▶ **About this exercise**: Exactly the lines from the one with "Detect bison head" to the end of the entries should appear in your answer, retyped word for word.

▶ **Stored data**:
-------------------------

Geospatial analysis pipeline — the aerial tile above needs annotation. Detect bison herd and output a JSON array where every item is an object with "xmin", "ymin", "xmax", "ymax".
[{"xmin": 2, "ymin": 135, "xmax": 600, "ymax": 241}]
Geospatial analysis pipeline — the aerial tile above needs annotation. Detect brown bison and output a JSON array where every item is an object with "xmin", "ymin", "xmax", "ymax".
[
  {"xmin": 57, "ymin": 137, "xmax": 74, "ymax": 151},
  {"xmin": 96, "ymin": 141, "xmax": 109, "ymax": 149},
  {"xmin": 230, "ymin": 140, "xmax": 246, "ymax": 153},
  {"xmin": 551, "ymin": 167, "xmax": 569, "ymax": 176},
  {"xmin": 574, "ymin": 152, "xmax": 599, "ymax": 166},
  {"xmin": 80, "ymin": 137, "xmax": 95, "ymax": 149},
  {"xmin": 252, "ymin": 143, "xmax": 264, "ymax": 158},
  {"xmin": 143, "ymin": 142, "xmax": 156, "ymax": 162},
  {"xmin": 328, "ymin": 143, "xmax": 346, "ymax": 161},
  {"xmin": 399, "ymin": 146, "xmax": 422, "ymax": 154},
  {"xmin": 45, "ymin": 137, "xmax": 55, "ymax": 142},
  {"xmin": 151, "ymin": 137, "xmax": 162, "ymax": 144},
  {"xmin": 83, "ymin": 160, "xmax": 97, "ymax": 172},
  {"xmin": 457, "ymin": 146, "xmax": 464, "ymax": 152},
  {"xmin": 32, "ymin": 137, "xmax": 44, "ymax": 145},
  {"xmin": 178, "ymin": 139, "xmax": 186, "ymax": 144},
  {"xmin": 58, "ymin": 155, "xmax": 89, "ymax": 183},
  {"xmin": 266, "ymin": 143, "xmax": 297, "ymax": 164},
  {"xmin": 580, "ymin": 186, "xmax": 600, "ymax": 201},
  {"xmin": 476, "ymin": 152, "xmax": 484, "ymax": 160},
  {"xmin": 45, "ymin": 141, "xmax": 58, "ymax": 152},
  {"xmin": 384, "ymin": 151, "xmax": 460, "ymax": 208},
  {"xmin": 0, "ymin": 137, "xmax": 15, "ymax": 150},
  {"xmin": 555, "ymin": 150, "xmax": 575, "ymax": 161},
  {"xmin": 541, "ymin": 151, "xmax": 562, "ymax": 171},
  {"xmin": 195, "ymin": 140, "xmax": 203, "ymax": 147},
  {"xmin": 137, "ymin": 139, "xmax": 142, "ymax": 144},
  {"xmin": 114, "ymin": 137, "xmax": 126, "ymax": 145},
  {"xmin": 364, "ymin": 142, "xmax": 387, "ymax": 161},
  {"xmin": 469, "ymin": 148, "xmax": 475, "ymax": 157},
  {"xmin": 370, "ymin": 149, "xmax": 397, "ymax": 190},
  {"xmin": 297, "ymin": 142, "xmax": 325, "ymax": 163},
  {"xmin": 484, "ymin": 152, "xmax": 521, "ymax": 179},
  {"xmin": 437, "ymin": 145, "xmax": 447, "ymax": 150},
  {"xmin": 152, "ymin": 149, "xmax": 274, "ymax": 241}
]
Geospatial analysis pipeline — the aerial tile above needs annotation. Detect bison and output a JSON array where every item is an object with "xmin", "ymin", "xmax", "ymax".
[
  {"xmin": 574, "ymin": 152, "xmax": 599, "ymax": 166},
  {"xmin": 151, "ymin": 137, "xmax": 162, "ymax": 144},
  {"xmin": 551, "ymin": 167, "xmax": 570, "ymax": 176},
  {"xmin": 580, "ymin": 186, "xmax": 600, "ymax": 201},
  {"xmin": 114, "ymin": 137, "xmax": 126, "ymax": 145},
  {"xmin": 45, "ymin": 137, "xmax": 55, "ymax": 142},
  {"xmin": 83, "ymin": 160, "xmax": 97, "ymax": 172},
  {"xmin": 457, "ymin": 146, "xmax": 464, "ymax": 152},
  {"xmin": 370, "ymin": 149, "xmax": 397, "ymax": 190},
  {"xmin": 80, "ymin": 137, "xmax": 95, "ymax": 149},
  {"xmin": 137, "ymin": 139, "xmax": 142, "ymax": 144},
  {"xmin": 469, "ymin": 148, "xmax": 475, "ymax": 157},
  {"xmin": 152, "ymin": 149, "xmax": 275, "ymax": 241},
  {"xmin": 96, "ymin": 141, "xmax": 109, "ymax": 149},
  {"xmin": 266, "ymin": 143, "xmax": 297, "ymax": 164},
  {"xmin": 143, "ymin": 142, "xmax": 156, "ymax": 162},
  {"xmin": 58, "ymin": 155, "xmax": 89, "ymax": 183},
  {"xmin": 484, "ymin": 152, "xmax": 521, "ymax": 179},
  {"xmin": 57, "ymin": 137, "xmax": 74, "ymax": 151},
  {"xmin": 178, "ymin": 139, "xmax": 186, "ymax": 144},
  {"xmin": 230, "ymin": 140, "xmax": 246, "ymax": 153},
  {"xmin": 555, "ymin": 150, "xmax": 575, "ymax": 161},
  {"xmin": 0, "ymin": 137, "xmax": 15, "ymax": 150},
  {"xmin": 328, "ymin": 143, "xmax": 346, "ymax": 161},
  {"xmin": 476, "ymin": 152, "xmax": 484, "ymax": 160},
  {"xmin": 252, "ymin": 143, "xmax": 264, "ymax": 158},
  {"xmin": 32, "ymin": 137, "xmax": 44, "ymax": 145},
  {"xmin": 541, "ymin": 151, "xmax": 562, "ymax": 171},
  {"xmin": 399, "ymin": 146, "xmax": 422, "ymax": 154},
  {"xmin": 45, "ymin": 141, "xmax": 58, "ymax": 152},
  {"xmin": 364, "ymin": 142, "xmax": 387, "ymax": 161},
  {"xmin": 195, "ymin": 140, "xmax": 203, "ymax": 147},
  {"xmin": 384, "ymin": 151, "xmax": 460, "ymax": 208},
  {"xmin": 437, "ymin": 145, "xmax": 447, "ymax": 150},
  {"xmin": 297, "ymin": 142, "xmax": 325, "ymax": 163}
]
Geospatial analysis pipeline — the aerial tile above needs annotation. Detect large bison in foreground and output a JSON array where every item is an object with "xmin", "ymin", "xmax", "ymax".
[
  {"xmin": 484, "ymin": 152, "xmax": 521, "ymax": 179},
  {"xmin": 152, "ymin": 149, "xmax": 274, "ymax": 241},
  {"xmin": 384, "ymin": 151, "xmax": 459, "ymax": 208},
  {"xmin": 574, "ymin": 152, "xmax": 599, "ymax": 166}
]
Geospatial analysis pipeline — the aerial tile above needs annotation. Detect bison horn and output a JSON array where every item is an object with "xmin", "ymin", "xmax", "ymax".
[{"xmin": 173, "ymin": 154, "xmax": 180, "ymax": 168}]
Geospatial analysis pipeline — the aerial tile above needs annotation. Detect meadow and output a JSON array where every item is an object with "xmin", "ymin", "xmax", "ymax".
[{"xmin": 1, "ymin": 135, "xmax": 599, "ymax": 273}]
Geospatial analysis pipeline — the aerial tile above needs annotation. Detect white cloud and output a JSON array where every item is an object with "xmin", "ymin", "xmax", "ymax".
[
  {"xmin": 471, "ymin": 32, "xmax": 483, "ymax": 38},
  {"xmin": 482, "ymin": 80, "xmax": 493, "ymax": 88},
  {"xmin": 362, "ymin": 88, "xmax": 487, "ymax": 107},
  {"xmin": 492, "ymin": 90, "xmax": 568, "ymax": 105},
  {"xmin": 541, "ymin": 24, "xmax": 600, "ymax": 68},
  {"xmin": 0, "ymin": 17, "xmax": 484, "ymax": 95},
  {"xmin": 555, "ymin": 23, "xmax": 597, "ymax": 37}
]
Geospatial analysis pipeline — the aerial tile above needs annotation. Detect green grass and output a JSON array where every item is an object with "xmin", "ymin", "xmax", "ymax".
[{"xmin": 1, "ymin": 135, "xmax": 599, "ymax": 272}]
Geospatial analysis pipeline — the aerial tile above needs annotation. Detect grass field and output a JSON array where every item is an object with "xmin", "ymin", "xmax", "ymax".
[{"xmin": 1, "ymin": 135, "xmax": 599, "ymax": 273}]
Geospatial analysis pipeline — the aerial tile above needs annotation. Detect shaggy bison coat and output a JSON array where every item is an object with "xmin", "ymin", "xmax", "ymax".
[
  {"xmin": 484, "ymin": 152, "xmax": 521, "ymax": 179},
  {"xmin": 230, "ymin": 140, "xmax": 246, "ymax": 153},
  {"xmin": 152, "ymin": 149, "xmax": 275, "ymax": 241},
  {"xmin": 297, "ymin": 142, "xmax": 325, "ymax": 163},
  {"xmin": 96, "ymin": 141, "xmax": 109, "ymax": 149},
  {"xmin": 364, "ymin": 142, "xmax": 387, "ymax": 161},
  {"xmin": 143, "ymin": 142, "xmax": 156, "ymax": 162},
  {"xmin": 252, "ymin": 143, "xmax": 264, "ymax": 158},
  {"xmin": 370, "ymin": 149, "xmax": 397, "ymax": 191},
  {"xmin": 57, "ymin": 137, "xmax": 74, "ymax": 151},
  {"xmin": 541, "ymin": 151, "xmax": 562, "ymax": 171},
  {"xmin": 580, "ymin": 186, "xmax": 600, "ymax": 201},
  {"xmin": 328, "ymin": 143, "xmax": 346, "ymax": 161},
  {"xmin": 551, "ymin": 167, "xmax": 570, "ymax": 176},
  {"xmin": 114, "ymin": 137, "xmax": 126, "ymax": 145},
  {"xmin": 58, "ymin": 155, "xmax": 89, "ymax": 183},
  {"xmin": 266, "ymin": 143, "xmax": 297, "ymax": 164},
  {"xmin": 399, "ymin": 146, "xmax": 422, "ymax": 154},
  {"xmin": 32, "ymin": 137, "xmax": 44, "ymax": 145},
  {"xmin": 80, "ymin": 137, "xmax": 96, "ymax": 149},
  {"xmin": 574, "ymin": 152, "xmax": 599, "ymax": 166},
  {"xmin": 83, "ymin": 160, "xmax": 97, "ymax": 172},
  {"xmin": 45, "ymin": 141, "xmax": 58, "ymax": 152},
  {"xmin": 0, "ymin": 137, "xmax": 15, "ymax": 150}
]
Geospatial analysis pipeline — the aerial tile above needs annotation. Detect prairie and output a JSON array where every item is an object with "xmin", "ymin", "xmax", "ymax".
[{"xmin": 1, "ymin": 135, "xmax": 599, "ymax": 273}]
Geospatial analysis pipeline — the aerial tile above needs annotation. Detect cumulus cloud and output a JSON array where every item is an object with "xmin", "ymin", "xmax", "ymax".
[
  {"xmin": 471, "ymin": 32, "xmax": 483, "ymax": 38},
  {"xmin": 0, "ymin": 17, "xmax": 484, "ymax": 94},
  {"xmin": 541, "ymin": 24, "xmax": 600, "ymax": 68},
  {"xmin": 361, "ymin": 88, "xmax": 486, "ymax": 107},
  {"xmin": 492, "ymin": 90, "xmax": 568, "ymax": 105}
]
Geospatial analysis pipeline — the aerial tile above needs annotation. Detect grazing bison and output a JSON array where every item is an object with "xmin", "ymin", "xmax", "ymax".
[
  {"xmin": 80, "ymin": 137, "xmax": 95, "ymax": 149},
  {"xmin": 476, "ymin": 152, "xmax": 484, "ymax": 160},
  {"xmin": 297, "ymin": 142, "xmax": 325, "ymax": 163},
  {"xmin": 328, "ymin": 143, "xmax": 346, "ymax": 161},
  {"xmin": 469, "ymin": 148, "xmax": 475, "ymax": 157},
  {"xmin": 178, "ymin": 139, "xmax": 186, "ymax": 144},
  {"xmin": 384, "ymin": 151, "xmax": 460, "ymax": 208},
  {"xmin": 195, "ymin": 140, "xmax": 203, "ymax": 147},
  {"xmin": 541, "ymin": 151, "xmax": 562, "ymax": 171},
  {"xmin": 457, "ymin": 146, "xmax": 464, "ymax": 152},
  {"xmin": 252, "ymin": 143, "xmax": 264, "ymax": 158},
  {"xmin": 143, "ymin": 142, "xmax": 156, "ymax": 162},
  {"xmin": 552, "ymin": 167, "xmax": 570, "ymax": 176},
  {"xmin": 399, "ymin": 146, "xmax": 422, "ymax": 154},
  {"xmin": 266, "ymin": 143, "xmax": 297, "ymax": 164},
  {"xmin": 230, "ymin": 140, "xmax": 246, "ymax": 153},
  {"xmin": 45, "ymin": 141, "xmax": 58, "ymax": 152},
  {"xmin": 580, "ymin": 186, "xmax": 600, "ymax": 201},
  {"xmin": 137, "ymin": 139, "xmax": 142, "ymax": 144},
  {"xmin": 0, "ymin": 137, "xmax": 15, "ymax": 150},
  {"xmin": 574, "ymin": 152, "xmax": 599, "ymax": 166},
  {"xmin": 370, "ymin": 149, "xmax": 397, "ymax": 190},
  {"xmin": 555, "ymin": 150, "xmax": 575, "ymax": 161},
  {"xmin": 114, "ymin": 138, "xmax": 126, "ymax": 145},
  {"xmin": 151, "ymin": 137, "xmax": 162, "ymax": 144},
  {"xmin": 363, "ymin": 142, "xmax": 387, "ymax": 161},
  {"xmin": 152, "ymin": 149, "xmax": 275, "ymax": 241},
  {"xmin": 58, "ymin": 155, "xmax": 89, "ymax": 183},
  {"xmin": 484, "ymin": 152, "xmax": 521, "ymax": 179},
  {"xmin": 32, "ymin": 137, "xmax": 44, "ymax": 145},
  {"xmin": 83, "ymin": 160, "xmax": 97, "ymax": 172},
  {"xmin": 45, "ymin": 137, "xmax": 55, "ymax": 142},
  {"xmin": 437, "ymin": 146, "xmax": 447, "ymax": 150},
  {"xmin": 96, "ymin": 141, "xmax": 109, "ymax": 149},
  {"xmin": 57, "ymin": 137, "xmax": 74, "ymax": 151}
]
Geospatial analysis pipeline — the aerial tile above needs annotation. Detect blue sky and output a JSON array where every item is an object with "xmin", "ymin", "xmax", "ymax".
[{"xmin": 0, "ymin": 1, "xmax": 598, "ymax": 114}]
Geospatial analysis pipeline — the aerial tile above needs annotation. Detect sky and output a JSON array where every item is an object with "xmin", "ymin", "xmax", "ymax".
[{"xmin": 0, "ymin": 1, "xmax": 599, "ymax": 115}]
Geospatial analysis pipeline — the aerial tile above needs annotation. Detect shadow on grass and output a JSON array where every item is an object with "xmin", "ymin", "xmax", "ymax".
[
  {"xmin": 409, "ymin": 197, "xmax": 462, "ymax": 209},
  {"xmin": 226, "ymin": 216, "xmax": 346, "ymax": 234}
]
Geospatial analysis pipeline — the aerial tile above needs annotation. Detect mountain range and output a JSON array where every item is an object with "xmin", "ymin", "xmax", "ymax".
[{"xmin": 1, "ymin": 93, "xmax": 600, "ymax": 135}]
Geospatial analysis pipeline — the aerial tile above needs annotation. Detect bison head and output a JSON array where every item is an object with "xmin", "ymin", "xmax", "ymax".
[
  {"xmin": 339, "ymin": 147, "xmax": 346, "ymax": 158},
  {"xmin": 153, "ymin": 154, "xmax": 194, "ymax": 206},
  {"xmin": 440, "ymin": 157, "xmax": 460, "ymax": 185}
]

-------------------------

▶ **Answer**:
Geospatial analysis pipeline — the aerial tile above needs annotation. Detect bison head and output a JSON array where every item is an object with "xmin", "ymin", "xmax", "ymax".
[
  {"xmin": 339, "ymin": 147, "xmax": 346, "ymax": 158},
  {"xmin": 153, "ymin": 154, "xmax": 194, "ymax": 206},
  {"xmin": 440, "ymin": 157, "xmax": 460, "ymax": 185}
]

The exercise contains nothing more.